* Start *

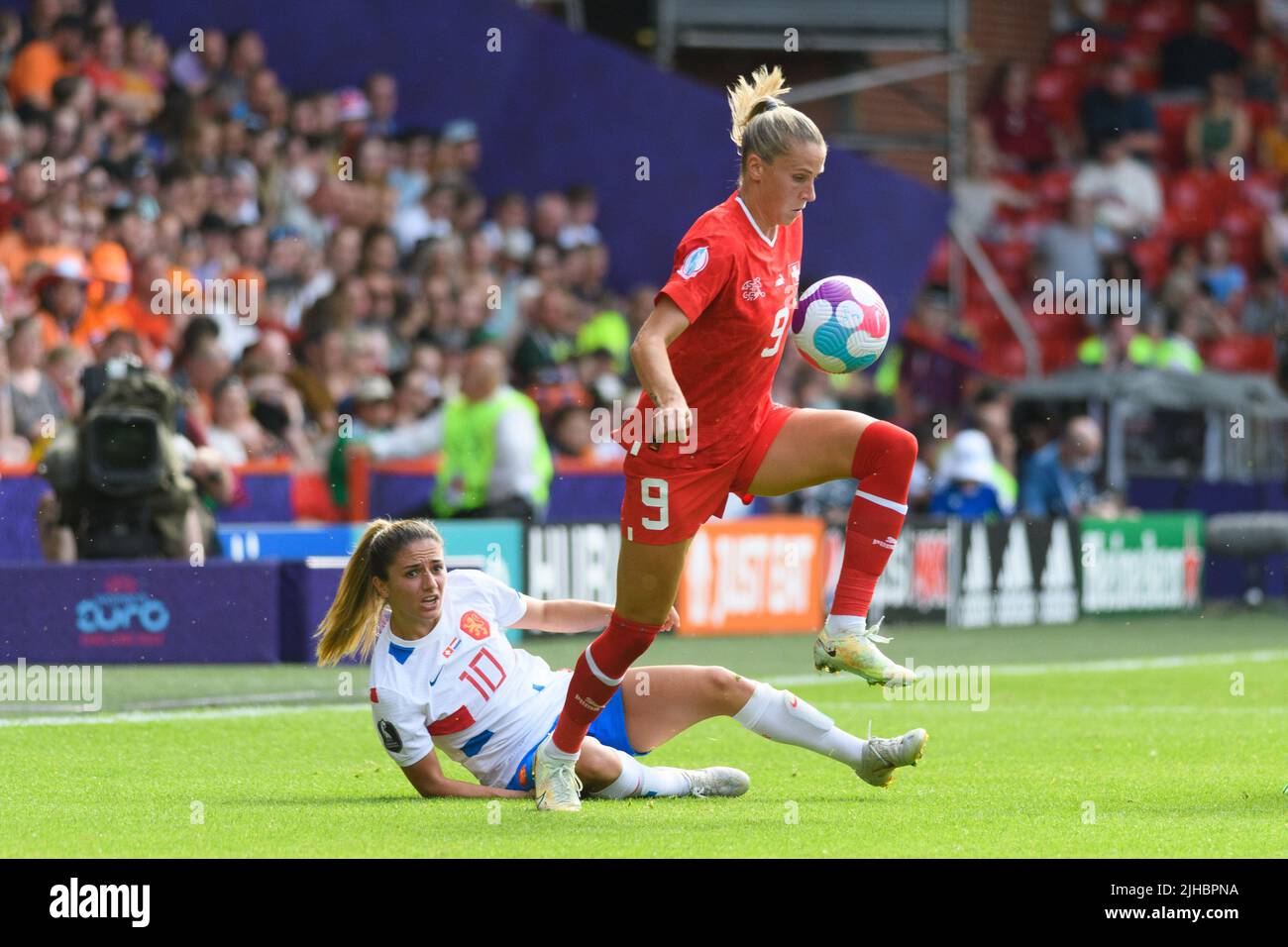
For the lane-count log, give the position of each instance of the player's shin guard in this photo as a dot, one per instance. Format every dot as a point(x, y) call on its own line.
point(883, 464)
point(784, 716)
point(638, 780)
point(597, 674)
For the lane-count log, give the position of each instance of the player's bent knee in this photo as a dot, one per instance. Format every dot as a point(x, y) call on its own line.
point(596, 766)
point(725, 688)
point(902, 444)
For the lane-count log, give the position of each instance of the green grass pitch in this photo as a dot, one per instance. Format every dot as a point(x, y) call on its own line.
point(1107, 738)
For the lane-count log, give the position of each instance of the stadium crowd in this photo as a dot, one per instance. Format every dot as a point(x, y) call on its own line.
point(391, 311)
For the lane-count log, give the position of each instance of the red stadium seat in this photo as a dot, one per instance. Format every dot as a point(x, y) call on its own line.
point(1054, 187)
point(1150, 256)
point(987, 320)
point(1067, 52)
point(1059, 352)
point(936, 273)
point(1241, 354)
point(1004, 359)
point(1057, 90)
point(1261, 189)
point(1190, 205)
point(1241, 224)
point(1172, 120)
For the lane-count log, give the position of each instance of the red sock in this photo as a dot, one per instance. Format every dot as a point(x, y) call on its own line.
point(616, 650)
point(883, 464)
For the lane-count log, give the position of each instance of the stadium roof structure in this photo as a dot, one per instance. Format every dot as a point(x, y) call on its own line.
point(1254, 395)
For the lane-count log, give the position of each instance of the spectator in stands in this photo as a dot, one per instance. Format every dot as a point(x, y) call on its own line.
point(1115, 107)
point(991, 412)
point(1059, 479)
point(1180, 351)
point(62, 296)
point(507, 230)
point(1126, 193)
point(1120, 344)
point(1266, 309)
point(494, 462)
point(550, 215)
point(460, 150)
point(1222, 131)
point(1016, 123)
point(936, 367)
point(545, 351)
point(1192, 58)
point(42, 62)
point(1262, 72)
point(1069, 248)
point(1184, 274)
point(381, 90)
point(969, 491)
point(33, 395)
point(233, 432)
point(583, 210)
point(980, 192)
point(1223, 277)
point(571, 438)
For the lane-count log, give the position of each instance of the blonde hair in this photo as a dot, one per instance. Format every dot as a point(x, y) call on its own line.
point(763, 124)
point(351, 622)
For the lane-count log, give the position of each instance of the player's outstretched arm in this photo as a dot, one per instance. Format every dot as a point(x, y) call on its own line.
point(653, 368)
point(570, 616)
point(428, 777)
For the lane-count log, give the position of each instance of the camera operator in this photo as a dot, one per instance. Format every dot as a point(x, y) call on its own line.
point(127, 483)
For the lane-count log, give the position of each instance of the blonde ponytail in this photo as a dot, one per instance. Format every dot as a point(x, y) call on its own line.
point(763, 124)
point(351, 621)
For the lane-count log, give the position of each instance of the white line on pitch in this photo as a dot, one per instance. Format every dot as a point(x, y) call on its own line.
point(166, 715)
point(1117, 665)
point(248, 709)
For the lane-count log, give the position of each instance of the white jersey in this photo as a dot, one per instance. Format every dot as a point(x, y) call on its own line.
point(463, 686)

* End *

• Exercise: Nothing outside the span should appear: transcribe the lines from the one containing "the blonde hair" through the last line of the records.

• Worked solution:
For the lane-count log, give the position of each instance of the blonde hair in this photo as a dot, one per instance. Format every dot as a point(x, y) call on its own line.
point(763, 124)
point(351, 622)
For the lane-count log, give the position of each instance of the player's outstretched arm in this photo as a dot, one per instance. Format every dot as a point(x, y) call on its own line.
point(653, 368)
point(570, 616)
point(428, 777)
For the lane-count log, give the position of each instance of the camera operator in this photo as a dot, one per instance. Format every dot as a point(x, y) call on its own line.
point(127, 483)
For the lane-count log, give the position of each instance of the blonde ponytail in this photo as a dot, one per instance. Format every dot as a point(x, y) call on its own line.
point(763, 124)
point(351, 621)
For the lane-count log, give the position of each instance of the white line on pitch in this photo as a dot, one per instance. Format every dot as a point(x, y) call on its own line.
point(166, 715)
point(1117, 665)
point(248, 709)
For the lane-count log, give the position of each instance of the white jersey in this photo as a dot, one per instance. Format every dot as a point(x, y) call on its own line.
point(463, 686)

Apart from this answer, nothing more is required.